EXERCISE AIM »
In the listing below, the answer starts at the line that has "Write each point like <point>855,250</point>." and stops after the line that has "Where can you see the chimney?"; please repeat that part exactly and nothing more.

EXTRACTED ENTRIES »
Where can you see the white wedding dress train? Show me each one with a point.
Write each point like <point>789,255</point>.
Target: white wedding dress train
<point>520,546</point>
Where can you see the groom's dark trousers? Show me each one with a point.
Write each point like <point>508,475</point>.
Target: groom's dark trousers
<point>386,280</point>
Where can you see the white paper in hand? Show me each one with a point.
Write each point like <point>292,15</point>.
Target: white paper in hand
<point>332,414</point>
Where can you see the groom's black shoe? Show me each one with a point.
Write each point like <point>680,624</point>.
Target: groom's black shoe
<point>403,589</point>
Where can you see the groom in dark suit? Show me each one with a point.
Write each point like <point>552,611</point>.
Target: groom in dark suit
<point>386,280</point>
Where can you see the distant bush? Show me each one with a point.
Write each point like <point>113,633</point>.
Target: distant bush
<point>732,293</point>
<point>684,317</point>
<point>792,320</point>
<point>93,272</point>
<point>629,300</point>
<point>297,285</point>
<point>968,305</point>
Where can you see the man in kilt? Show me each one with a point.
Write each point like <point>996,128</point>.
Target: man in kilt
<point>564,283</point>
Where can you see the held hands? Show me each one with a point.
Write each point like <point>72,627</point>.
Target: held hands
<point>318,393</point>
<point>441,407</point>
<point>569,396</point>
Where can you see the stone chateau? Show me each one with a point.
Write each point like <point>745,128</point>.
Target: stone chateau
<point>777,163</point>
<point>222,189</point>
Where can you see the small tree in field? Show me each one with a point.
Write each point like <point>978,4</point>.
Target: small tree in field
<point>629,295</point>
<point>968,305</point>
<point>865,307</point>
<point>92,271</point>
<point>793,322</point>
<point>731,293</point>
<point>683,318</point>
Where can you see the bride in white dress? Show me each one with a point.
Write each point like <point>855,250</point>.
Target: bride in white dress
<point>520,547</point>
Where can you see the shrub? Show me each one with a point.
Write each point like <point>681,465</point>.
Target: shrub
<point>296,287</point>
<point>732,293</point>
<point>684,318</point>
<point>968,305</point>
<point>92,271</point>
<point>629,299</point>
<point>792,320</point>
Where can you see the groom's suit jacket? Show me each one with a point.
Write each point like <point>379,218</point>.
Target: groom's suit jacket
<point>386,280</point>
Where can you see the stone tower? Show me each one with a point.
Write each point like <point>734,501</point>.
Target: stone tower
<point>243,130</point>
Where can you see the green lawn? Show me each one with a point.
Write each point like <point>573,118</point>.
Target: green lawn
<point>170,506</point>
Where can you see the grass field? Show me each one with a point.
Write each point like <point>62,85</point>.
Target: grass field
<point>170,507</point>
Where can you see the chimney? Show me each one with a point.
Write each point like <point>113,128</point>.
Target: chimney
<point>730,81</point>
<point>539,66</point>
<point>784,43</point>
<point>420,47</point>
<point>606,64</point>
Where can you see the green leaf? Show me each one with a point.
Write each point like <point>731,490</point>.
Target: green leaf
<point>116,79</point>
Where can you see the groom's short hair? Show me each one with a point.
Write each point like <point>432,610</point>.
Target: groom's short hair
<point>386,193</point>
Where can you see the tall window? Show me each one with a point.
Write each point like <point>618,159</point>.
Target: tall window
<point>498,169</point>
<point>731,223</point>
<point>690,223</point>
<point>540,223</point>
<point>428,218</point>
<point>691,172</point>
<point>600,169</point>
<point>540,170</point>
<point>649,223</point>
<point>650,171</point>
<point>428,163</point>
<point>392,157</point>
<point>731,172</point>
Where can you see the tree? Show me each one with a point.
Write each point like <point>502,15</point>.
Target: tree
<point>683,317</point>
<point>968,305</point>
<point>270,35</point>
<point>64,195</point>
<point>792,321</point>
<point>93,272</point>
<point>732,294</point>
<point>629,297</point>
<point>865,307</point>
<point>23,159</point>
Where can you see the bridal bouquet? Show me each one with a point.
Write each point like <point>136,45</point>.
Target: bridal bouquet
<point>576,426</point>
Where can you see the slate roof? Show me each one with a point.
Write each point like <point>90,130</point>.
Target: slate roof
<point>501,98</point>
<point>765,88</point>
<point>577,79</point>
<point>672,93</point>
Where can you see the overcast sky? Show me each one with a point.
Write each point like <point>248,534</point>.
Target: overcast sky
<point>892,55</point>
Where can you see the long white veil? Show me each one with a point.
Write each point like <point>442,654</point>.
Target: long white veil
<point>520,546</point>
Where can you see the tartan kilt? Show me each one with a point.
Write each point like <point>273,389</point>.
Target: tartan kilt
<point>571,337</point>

RESPONSE TO THE EXERCISE »
Write each point like <point>855,250</point>.
Target: bride in white dress
<point>520,547</point>
Where can you see the shrub? Show me each one with a point.
Write each point like <point>681,465</point>.
Target: shrub
<point>296,287</point>
<point>732,293</point>
<point>684,318</point>
<point>968,305</point>
<point>92,271</point>
<point>629,299</point>
<point>792,320</point>
Where can you see the groom's suit jacket? Show me each one with a point.
Write each point like <point>379,218</point>.
Target: groom's suit jacket
<point>386,280</point>
Where can you see the stone tower? Show me each one with a point.
Write each point like <point>734,501</point>.
Target: stone tower
<point>243,130</point>
Where can you see the green lawn? Show me each one with a point.
Write each point like <point>573,118</point>.
Target: green lawn
<point>170,506</point>
Where can you see the grass field? Show me each one with a point.
Write each point like <point>62,85</point>.
Target: grass field
<point>170,507</point>
Where can you see the chimney? Show me each one with a point.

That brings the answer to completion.